▶ [Extrait choisi]
────────
Le CPN de septembre enregistrera par des votes les différentes positions en présence, matérialisées par des motions qui seront ensuite soumises au vote dans les AG de congrès.
[Projet qui n’a pas encore été à l’ordre du jour du CPN]
Thèses sur parti et religion
NB : Ce texte est un travail qui s’appuie sur celui initié par Samy. Il reprend sa structure, le même découpage en dix thèses pour faciliter la discussion, et partage avec lui la thèse générale d’un parti laïc.
Dans cette phase de constitution du NPA, ce qui nous questionne aujourd’hui dans nos rapports à la religion, c’est la compatibilité de la foi en Dieu avec l’adhésion à nos objectifs et donc la place dans nos rangs des croyant-e-s. Sur quels critères voulons-nous construire un « intellectuel collectif » capable d’agir dans la durée et quelle diversité est compatible avec nos finalités ? C’est sur la base de ces finalités que l’on doit déterminer les seuls critères d’adhésion au parti, valables pour tou-te-s, croyant- e- s, athées et agnostiques. L’adhésion à ces fins implique ensuite des droits égaux pour chacun- e car il s’agit là des seules bases viables pour un parti démocratique cherchant l’engagement conscient et durable de chacun-e. Evidemment, cette égalité et notre cohérence reposent sur la critique de tous les régimes, courants ou Etats (athées ou religieux) perpétuant les inégalités et rapports de domination, sur le rejet de toutes les oppressions, y compris celles vécues au sein du parti, des associations, des syndicats où nous militons... C’est le point de départ d’un projet qui doit être radicalement émancipateur.
────────
▶ [Données relevées]

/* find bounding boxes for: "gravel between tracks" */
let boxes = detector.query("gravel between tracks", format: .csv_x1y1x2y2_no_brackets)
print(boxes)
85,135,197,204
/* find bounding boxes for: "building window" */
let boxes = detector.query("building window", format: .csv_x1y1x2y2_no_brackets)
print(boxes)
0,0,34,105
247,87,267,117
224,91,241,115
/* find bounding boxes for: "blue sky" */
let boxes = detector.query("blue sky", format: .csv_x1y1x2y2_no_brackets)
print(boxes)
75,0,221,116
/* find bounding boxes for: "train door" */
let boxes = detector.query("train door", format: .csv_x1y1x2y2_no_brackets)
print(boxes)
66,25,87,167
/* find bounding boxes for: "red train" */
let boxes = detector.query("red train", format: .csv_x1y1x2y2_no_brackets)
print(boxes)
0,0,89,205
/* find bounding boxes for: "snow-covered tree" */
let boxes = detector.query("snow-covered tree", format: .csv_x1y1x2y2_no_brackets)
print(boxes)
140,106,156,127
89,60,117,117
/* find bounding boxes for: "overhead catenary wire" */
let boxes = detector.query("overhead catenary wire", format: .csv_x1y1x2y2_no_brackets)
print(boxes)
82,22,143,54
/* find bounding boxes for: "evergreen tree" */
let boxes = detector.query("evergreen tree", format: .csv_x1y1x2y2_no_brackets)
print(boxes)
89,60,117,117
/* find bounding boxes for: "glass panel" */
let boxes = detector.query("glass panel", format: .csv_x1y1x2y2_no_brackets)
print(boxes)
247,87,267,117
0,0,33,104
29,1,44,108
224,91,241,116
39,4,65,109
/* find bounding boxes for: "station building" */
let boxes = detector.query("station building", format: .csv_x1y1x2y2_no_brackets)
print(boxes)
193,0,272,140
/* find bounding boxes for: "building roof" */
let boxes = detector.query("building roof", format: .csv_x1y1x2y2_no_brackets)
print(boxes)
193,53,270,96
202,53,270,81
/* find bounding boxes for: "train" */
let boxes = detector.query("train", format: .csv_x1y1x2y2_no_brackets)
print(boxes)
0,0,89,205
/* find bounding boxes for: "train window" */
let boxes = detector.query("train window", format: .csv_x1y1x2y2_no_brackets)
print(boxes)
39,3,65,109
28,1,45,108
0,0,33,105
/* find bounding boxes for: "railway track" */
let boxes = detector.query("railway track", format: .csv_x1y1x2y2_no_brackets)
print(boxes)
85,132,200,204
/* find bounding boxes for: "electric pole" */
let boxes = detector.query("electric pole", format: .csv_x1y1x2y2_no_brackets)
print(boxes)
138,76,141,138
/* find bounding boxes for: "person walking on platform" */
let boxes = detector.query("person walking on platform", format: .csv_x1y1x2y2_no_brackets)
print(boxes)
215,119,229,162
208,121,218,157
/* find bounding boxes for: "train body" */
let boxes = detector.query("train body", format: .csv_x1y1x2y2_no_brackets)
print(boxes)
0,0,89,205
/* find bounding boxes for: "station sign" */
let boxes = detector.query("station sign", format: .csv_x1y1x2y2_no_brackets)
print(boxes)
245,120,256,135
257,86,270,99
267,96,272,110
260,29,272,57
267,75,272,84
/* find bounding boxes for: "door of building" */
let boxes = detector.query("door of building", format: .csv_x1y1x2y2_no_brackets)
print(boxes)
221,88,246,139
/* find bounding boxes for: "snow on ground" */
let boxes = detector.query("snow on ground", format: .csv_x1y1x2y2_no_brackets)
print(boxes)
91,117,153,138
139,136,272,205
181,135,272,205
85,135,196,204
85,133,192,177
────────
▶ [Travail demandé]
1 - D'après l'extrait choisi, en combien de thèses le texte est-il découpé pour faciliter la discussion ?
2 - Présentez la liste, de son début jusqu'à la ligne contenant « 85,135,197,204 » incluse, sous forme de CSV à deux colonnes nommées libelle et resultat, avec une ligne par libellé recherché. Placez chaque champ entre guillemets et remplacez les sauts de ligne par des espaces.

▶ [Résultats obtenus]
1 - En dix thèses.

2 -
libelle,resultat
"/* find bounding boxes for: ""gravel between tracks"" */ let boxes = detector.query(""gravel between tracks"", format: .csv_x1y1x2y2_no_brackets) print(boxes)","85,135,197,204"